STATED PROBLEM - Your task is to return the line containing "Player-spacing review: tag the orange" plus every line after it, exactly and with nothing added.

STORED DATA -
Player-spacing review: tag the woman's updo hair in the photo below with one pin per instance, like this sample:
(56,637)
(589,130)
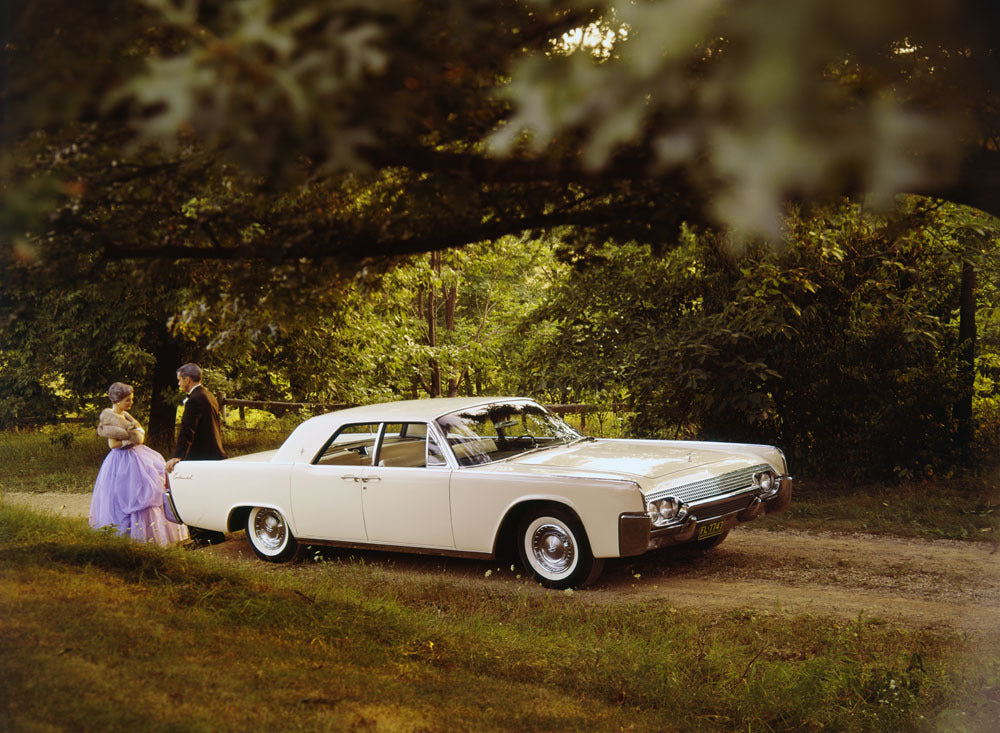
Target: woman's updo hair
(118,391)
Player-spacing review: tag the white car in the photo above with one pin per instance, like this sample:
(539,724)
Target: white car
(479,477)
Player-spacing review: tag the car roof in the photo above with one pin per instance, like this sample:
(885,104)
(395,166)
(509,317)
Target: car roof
(418,410)
(309,436)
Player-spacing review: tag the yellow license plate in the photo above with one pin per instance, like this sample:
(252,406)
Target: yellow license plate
(710,529)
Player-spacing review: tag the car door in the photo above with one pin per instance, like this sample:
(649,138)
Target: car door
(326,494)
(406,494)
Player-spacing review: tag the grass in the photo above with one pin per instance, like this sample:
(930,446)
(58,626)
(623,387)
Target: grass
(102,633)
(959,510)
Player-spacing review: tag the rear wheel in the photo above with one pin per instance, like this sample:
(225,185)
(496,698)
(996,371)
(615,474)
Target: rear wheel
(270,536)
(553,546)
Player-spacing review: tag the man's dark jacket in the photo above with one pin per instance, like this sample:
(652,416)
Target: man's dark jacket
(200,437)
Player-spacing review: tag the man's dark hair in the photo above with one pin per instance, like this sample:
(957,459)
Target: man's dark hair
(190,370)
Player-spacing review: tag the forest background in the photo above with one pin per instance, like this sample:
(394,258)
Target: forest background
(707,222)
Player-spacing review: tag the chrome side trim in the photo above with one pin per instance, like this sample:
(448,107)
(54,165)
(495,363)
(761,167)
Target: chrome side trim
(727,483)
(407,549)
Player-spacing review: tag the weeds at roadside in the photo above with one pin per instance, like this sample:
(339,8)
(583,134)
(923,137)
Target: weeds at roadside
(197,643)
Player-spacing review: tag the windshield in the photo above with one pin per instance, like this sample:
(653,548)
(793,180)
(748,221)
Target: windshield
(503,430)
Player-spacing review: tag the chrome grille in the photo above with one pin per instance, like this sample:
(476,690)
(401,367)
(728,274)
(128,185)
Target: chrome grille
(721,508)
(706,488)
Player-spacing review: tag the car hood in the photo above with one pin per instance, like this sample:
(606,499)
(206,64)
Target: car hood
(649,461)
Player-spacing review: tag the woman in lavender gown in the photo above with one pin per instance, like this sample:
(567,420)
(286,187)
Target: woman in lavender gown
(128,493)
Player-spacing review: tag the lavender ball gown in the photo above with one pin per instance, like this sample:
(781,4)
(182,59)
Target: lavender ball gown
(128,496)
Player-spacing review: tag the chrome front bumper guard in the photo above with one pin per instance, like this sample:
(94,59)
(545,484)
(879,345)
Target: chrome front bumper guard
(636,533)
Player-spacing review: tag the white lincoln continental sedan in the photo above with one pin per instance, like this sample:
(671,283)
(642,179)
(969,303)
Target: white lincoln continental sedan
(480,477)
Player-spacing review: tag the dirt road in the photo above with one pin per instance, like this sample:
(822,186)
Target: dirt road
(941,584)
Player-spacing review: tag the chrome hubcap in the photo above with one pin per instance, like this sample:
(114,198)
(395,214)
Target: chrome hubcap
(269,530)
(552,547)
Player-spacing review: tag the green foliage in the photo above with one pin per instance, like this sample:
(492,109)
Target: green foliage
(841,347)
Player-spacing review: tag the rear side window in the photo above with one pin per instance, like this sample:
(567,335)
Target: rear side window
(352,445)
(408,445)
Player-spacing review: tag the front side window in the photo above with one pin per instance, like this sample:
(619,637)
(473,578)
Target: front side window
(503,430)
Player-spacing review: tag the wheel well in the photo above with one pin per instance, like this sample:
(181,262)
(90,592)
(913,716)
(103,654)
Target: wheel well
(238,518)
(505,544)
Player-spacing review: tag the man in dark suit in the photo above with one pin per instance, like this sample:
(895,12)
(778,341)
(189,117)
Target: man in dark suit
(200,437)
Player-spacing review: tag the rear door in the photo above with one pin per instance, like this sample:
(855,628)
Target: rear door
(326,494)
(406,493)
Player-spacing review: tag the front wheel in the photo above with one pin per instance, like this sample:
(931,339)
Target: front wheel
(553,546)
(270,536)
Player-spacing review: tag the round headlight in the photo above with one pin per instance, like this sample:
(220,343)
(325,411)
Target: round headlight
(765,480)
(662,511)
(667,508)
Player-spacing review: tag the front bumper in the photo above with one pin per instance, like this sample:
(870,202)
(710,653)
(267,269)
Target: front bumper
(636,533)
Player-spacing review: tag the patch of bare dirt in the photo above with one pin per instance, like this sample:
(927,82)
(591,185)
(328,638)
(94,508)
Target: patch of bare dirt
(927,584)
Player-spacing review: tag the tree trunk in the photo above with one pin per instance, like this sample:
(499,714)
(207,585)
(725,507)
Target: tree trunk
(162,405)
(965,427)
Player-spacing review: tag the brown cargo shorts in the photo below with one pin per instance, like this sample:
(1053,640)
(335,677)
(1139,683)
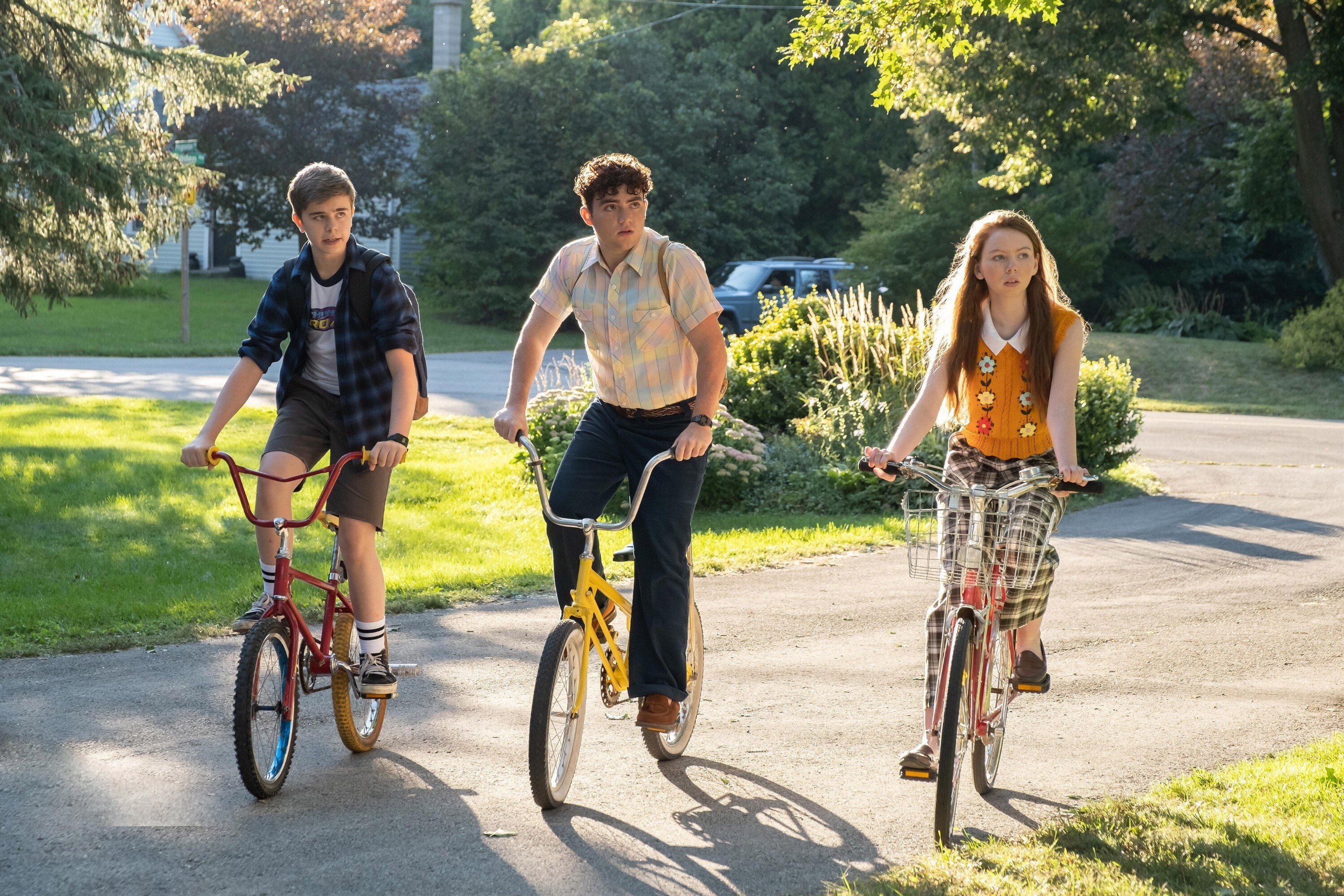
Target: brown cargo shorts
(308,426)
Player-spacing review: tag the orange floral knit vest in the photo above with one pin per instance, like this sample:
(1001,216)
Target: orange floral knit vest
(1004,421)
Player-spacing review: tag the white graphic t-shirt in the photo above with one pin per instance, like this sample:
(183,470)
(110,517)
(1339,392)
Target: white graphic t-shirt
(320,369)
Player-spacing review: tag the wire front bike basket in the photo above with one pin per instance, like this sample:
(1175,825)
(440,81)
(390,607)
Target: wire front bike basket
(949,532)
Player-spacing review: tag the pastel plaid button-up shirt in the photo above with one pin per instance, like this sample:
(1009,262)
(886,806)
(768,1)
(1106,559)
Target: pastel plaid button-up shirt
(635,335)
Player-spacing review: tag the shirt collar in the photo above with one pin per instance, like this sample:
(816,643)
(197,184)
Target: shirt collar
(994,340)
(636,260)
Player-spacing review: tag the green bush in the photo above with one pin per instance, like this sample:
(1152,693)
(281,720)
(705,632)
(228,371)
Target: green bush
(1315,338)
(1105,414)
(775,365)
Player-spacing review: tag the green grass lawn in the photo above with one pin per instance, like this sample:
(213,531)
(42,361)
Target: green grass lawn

RESULT OF THIS EXERCISE -
Player-spacing review: tag the orange floral knit vest in the photo above with one pin per instance, like this sample:
(1001,216)
Target: orange floral knit vest
(1004,421)
Player-spacing review: tag the white graphic t-shirt in the photo above with one pin per instance, like this sample:
(183,470)
(110,517)
(1339,392)
Target: white graphic t-shirt
(320,369)
Player-spacing review: tag the wire front bike basket in the photo above with one pin per instance, like this sample:
(1175,825)
(440,81)
(390,607)
Target: wire front bike basket
(949,532)
Player-spacing review: tag the pastel plaid button-up shirt in the photo above with one pin per instance, like this sample:
(1009,262)
(886,806)
(768,1)
(1106,559)
Target: pastel plaid button-up shirt
(635,335)
Player-spacing review: tag the shirt collar in the photo above with one pin per instance, like this sample:
(816,643)
(197,184)
Target: shirt collar
(994,340)
(636,260)
Player-spacing review: tag the green bush in the photo above with one pin per instance, like this sample:
(1152,693)
(281,720)
(705,632)
(228,371)
Target: green bush
(1315,338)
(1105,414)
(775,365)
Player-spacing review: tag the green grass lawn in the photo above with one pin per instance, like this sample:
(213,531)
(42,361)
Target: green grass lawn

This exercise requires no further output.